* WORKING DATA *
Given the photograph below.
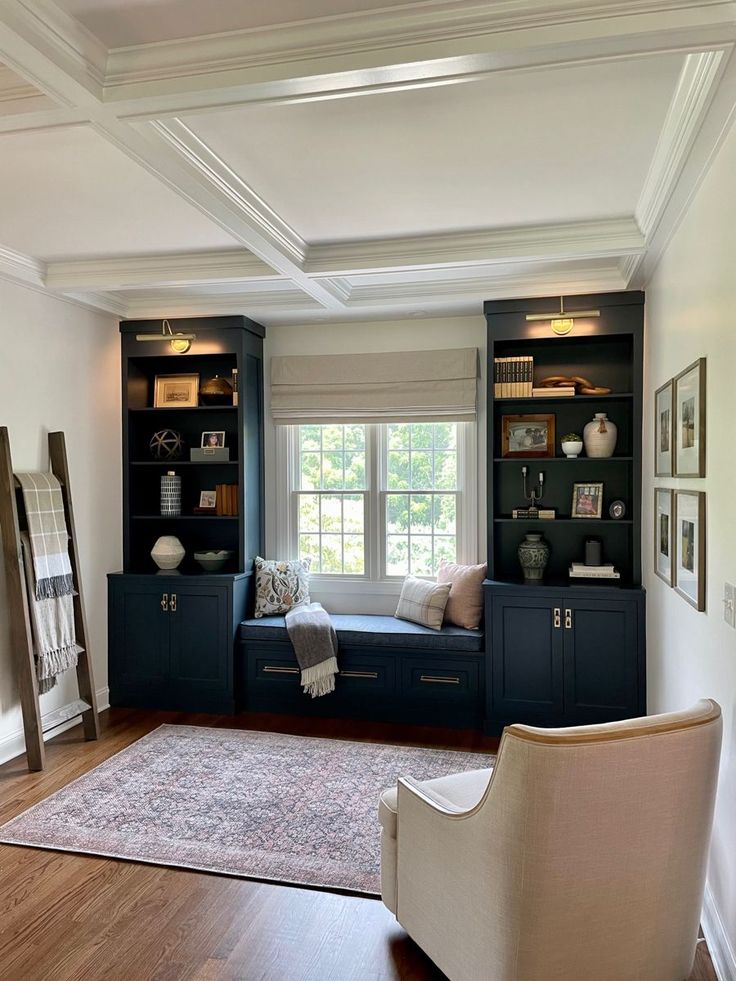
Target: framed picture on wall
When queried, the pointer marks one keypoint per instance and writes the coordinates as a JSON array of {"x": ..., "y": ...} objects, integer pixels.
[
  {"x": 529, "y": 435},
  {"x": 689, "y": 410},
  {"x": 663, "y": 529},
  {"x": 663, "y": 430},
  {"x": 689, "y": 547}
]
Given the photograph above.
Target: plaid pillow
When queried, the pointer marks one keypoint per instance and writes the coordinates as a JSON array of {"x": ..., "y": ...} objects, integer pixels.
[
  {"x": 423, "y": 602},
  {"x": 280, "y": 585}
]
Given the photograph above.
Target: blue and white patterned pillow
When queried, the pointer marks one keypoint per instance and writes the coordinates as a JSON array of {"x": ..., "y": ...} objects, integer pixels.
[{"x": 280, "y": 585}]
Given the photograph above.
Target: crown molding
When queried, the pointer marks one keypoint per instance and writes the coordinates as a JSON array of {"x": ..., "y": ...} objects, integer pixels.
[
  {"x": 695, "y": 87},
  {"x": 156, "y": 270},
  {"x": 416, "y": 25},
  {"x": 525, "y": 243}
]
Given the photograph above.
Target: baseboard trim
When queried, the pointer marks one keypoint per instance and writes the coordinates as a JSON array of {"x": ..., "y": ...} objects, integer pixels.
[
  {"x": 14, "y": 743},
  {"x": 722, "y": 955}
]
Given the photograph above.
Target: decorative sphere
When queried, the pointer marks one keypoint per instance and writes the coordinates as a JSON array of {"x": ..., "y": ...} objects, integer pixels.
[{"x": 166, "y": 444}]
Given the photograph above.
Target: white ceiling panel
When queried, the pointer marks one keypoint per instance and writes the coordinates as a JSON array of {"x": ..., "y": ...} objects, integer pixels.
[
  {"x": 67, "y": 193},
  {"x": 123, "y": 22},
  {"x": 568, "y": 144}
]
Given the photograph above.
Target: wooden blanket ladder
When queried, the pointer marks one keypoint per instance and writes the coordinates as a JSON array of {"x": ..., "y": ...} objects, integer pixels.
[{"x": 12, "y": 518}]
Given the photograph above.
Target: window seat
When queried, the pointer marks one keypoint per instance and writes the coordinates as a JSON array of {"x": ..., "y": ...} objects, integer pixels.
[
  {"x": 390, "y": 670},
  {"x": 374, "y": 631}
]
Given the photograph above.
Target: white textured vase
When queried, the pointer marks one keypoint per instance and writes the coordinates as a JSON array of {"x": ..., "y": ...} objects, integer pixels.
[
  {"x": 168, "y": 552},
  {"x": 599, "y": 436}
]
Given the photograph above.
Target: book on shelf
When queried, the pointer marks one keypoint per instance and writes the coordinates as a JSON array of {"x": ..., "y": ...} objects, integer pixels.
[
  {"x": 513, "y": 377},
  {"x": 564, "y": 391},
  {"x": 579, "y": 570}
]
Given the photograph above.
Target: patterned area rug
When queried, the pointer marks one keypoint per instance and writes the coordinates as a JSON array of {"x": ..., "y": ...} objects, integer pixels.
[{"x": 260, "y": 805}]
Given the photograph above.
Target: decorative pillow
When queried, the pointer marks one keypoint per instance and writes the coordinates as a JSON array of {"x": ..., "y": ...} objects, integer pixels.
[
  {"x": 280, "y": 585},
  {"x": 422, "y": 602},
  {"x": 465, "y": 605}
]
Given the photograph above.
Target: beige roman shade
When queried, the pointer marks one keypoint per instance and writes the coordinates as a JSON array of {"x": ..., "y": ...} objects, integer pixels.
[{"x": 364, "y": 388}]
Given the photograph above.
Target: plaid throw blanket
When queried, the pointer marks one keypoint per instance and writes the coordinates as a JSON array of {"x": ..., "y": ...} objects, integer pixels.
[
  {"x": 52, "y": 569},
  {"x": 315, "y": 645}
]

* WORK TO DO *
Omit the pictures, and quote the material above exactly as given.

* OUTPUT BELOW *
Given the photograph below.
Target: framed picture on wall
When queried, the pointer marks one keypoint per instance and writes the coordinates as a JSON array of {"x": ..., "y": ...} objects, integer pixels.
[
  {"x": 529, "y": 435},
  {"x": 689, "y": 410},
  {"x": 663, "y": 529},
  {"x": 663, "y": 430},
  {"x": 689, "y": 547}
]
Given the photograph above.
Target: plaid pillow
When queried, the pointer marks one keypoint per instance and writes the coordinates as a JSON array of {"x": ..., "y": ...} objects, integer pixels.
[
  {"x": 423, "y": 602},
  {"x": 280, "y": 585}
]
Given the photograph above.
Target: blue and white patterned pillow
When queried, the pointer marks one keypoint per instance and writes the coordinates as a JSON array of {"x": ..., "y": ...} objects, integer pixels.
[{"x": 280, "y": 585}]
Given the photograph above.
Target: crown molding
When queried, the pointer marks one keypoint per instance and writes the coordinates as a JSON array of {"x": ..., "y": ...} objects, integer pixels.
[
  {"x": 695, "y": 87},
  {"x": 156, "y": 270},
  {"x": 416, "y": 25},
  {"x": 525, "y": 243}
]
Given the photograph above.
Target: baseboard trim
When queried, the pointer marks one keypoint per instance and writes the coordinates as a JSON array of {"x": ..., "y": ...} objects, integer pixels.
[
  {"x": 14, "y": 743},
  {"x": 722, "y": 955}
]
Given the photograph above.
Target: decorative sphere
When queried, the pointer marks one keypoint per instance and writes the coordinates as a JSON array of {"x": ..., "y": ...} objects, integer pixels.
[{"x": 166, "y": 444}]
Given the photograph above.
Target: white ceiling panel
When queried, the pointer marks one keypoint per instance and writes the coordinates as a JSON array of {"x": ..., "y": ...} objects, integer pixels.
[
  {"x": 67, "y": 193},
  {"x": 123, "y": 22},
  {"x": 568, "y": 144}
]
Given the photograph above.
Target: wooden blanket ladder
When queried, the pointer marks one keypoint per instance and writes the coordinates as a JSON array of {"x": ..., "y": ...} objects, integer pixels.
[{"x": 12, "y": 518}]
Given the photograph above.
Target: window seat
When queried, the pointer marks one keypoint per instance and writes the coordinates as a JSON array of {"x": ..., "y": ...} objects, integer pixels.
[
  {"x": 390, "y": 670},
  {"x": 374, "y": 631}
]
Given the photograph above.
Target: white textured vase
When queried, the pointer marks one keypoint per instance and writes the coordinates as a JSON array of {"x": ..., "y": ...} objects, integer pixels.
[
  {"x": 168, "y": 552},
  {"x": 599, "y": 436}
]
Given the photograph above.
Target: book on shelf
When queried, the pointer marks one keypoint per instance and writes the coordinates as a JSON array of {"x": ..., "y": ...} objects, integer pixels.
[
  {"x": 513, "y": 377},
  {"x": 564, "y": 391},
  {"x": 579, "y": 570}
]
Given the photograph above.
Target: patterned area rug
When queried, the pointer marks one keypoint per instance and writes the coordinates as a JSON array of {"x": ..., "y": ...} objects, integer pixels.
[{"x": 260, "y": 805}]
Given the photograph above.
Target: decorative pillow
When queried, the pointer marks one keypoint per instance and writes the coordinates as a JSON array of {"x": ..., "y": ...} objects, integer pixels.
[
  {"x": 280, "y": 585},
  {"x": 422, "y": 602},
  {"x": 465, "y": 605}
]
Given the photograph above.
Target: beige roman shade
When queried, the pointer marks one keypoint per instance and writes the coordinates as a JSON array of {"x": ..., "y": ...} objects, integer pixels.
[{"x": 364, "y": 388}]
Given the photograph above.
Target: plaid throw blanket
When queried, the pointer marks one keypoint per instance and writes the coordinates as a JSON array of {"x": ..., "y": ...} objects, integer pixels.
[
  {"x": 52, "y": 569},
  {"x": 315, "y": 645}
]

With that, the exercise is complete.